WRITTEN REQUEST 1
In the Gradle discussion, which tool did one participant use in Gradle tasks to check dependencies between packages?

PAGE TEXT
- - -

What would be the best reasons to use Gradle subpr...
# gradle
k
What would be the best reasons to use Gradle subprojects instead of tossing everything into one big pile? I have a smallish project of 15-20k lines of Kotlin, and a colleague has been telling me to split it up into multiple subprojects. Doing it naively creates a lot of circular dependencies so I'd have to refactor it a lot...
r
For me the refactor is precisely the reason. Kotlin / the JVM don’t provide a way to enforce dependency behaviours between packages; there’s no (trivial) way to tell the compiler (& IDE) that elements in package
ui
should not depend on public elements in package
db
(or worse, the other way around!). Nor to prevent circular dependencies between packages. By making them Gradle subprojects you can use Gradle’s dependency mechanism to constrain yourself to non-circular dependencies, and if you have to add
implementation(project.ui)
to `db`’s
build.gradle.kts
to make it compile that’s a really obvious sign that something needs fixing.
(There are other ways to do this, of course - I’ve written gradle tasks that use
jdepend
to introspect the dependencies between packages and fail the build if there are illegal dependencies, using a custom dependency declaration file. But the IDE knew nothing of it, so the feedback was painfully late.)
c
if you have subprojects that don’t depend on each other gradle can build them in parallel to speed up the build
k
yeah, although a bit boring and not immediately useful, I see that refactoring the codebase to prevent circular dependencies and clearer separation of concerns would be a benefit in the long run...
parallel builds also sound useful, thanks!

- - -

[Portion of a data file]
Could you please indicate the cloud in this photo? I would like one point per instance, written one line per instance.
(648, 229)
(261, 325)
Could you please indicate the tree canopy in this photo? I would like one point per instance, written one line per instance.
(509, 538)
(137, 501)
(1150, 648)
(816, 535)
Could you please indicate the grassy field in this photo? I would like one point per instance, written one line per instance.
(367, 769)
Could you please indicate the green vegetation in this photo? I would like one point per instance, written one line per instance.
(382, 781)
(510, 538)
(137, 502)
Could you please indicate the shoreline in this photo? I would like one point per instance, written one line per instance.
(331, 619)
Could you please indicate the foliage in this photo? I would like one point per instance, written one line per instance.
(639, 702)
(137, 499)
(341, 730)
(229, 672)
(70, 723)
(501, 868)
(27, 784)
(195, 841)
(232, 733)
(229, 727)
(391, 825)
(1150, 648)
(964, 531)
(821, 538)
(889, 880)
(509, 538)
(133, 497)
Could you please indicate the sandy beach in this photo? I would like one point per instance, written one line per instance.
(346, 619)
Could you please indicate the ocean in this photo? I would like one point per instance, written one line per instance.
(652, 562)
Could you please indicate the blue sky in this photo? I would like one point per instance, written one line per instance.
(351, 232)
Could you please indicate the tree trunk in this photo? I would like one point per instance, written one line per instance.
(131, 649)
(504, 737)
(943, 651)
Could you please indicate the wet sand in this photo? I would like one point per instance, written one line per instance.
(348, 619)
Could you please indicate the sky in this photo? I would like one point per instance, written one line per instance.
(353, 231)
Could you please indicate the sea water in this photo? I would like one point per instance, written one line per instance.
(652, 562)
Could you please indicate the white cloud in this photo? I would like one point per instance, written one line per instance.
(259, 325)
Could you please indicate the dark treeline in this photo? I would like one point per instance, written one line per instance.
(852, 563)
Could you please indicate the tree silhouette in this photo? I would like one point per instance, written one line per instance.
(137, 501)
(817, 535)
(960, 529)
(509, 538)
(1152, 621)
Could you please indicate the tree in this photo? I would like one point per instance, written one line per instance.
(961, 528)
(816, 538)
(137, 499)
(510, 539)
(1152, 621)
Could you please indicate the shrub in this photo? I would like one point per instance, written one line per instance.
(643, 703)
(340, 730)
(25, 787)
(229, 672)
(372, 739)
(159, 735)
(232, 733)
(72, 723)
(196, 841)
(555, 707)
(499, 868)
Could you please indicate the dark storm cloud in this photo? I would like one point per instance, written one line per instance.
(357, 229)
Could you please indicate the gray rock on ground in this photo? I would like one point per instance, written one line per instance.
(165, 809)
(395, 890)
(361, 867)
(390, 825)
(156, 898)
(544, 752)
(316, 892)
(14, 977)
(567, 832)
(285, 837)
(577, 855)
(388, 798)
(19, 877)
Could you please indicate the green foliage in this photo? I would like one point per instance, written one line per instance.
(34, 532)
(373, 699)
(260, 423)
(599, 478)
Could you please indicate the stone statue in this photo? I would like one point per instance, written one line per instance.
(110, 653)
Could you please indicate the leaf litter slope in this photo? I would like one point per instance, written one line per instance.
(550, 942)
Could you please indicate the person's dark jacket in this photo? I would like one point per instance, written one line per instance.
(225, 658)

- - -

WRITTEN REQUEST 2
Output, unchanged, the part of the records that opens with the line containing "Could you please indicate the stone" and closes with the final line of the records, both included.

WRITTEN SOLUTION 1
jdepend

WRITTEN SOLUTION 2
Could you please indicate the stone statue in this photo? I would like one point per instance, written one line per instance.
(110, 653)
Could you please indicate the leaf litter slope in this photo? I would like one point per instance, written one line per instance.
(550, 942)
Could you please indicate the person's dark jacket in this photo? I would like one point per instance, written one line per instance.
(225, 658)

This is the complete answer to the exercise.